INSTRUCTIONS TO FOLLOW: Recast the data below as a numbered list, leaving out any blank lines.

++++

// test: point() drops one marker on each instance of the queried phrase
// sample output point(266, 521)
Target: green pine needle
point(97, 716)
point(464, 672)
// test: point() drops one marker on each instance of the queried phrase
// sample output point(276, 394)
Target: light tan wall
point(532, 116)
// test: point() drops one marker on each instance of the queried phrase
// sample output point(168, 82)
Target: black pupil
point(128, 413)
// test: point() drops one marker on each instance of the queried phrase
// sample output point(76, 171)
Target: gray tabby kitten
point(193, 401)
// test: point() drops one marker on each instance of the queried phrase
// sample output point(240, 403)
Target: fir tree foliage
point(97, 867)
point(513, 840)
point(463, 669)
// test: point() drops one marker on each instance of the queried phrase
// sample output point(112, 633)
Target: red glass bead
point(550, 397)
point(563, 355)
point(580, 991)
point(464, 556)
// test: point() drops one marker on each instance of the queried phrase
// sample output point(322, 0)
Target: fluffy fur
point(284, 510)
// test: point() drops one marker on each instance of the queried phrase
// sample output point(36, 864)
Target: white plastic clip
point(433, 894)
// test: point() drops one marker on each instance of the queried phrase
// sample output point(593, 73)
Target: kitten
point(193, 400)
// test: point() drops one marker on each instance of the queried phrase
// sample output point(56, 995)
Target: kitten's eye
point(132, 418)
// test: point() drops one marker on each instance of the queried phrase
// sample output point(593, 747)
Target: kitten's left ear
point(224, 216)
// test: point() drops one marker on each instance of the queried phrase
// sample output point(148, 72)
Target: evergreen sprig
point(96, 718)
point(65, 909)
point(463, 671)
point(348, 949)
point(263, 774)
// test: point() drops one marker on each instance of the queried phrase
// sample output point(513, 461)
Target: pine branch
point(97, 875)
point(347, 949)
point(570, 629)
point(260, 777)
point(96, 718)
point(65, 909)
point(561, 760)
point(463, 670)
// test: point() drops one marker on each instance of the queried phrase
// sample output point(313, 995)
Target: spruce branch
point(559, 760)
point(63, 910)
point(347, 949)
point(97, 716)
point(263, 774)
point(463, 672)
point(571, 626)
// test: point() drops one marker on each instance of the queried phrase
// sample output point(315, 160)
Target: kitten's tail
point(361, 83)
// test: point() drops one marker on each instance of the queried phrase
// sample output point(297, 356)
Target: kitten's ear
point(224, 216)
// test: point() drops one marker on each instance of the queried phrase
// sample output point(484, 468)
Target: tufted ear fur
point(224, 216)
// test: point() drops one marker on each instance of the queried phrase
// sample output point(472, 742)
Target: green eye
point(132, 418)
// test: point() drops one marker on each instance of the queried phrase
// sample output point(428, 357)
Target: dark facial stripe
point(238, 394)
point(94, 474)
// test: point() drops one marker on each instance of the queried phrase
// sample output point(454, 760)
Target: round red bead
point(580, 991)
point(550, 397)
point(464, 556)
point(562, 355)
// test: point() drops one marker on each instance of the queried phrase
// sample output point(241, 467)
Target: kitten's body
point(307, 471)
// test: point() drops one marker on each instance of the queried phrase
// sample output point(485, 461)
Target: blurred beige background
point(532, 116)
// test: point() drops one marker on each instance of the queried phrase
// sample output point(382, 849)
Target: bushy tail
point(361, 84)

++++

WRITTEN REPLY:
1. // test: point() drops one marker on each instance of the queried phrase
2. // sample output point(266, 521)
3. Target: green pine needle
4. point(97, 716)
5. point(464, 672)
6. // test: point() drops one marker on each instance of the queried phrase
7. // sample output point(276, 394)
8. Target: light tan wall
9. point(532, 116)
10. // test: point() drops one marker on each instance of the queried phrase
11. // sample output point(168, 82)
12. Target: black pupil
13. point(128, 413)
14. // test: point() drops one marker on each instance of the queried phrase
15. // sample output point(76, 171)
16. Target: gray tabby kitten
17. point(193, 401)
18. // test: point() drops one marker on each instance of the queried phrase
19. // sample output point(240, 403)
20. Target: fir tree foliage
21. point(97, 867)
22. point(513, 840)
23. point(463, 669)
24. // test: point() drops one marker on each instance of the queried phrase
25. // sample output point(112, 633)
26. Target: red glass bead
27. point(550, 397)
28. point(563, 355)
29. point(580, 991)
30. point(464, 556)
31. // test: point() drops one marker on each instance of the queried phrase
32. // sample output point(322, 0)
33. Target: fluffy fur
34. point(284, 510)
35. // test: point() drops one marker on each instance of the queried phrase
36. // sample output point(36, 864)
37. Target: white plastic clip
38. point(433, 894)
39. // test: point() drops one marker on each instance of the queried phrase
40. // sample output point(593, 73)
41. Target: kitten
42. point(193, 400)
43. // test: point() drops one marker on each instance of the queried phrase
44. // sample output point(56, 995)
45. Target: kitten's eye
46. point(132, 418)
47. // test: point() drops one marker on each instance of the queried phrase
48. // sample output point(593, 747)
49. Target: kitten's left ear
50. point(224, 216)
51. // test: point() drops one marker on each instance of the queried phrase
52. // sample output point(148, 72)
53. Target: evergreen sprig
54. point(96, 718)
55. point(65, 909)
56. point(463, 671)
57. point(348, 949)
58. point(263, 774)
59. // test: point() drops one marker on each instance of the queried phrase
60. // sample output point(513, 461)
61. Target: pine branch
62. point(97, 875)
63. point(347, 949)
64. point(570, 629)
65. point(260, 777)
66. point(96, 718)
67. point(65, 909)
68. point(561, 760)
69. point(463, 670)
70. // test: point() drops one marker on each instance of the queried phrase
71. // sample output point(313, 995)
72. Target: spruce branch
73. point(559, 760)
74. point(63, 910)
75. point(347, 949)
76. point(97, 716)
77. point(263, 774)
78. point(463, 672)
79. point(571, 626)
80. // test: point() drops one marker on each instance of the queried phrase
81. // sample output point(315, 160)
82. Target: kitten's tail
83. point(361, 83)
84. // test: point() drops one marker on each instance of the queried phrase
85. // sample output point(297, 356)
86. Target: kitten's ear
87. point(224, 216)
88. // test: point() drops one marker on each instance of the queried phrase
89. // sample output point(484, 468)
90. Target: tufted ear fur
91. point(224, 216)
92. // test: point() drops one marker on each instance of the queried phrase
93. // sample output point(472, 742)
94. Target: green eye
95. point(132, 418)
96. // test: point() drops one marker on each instance of the queried phrase
97. // sample output point(428, 357)
98. Target: dark facial stripe
99. point(238, 394)
100. point(94, 474)
101. // test: point() drops one marker on each instance of the queried phrase
102. // sample output point(454, 760)
103. Target: round red bead
104. point(580, 991)
105. point(550, 397)
106. point(464, 556)
107. point(562, 355)
108. // test: point() drops one marker on each instance of the queried phrase
109. // sample output point(241, 467)
110. Target: kitten's body
111. point(307, 471)
112. // test: point() drops one marker on each instance of the queried phrase
113. // sample output point(485, 461)
114. Target: blurred beige background
115. point(532, 116)
116. // test: point() drops one marker on each instance of the queried phrase
117. // sample output point(382, 849)
118. Target: bushy tail
119. point(361, 84)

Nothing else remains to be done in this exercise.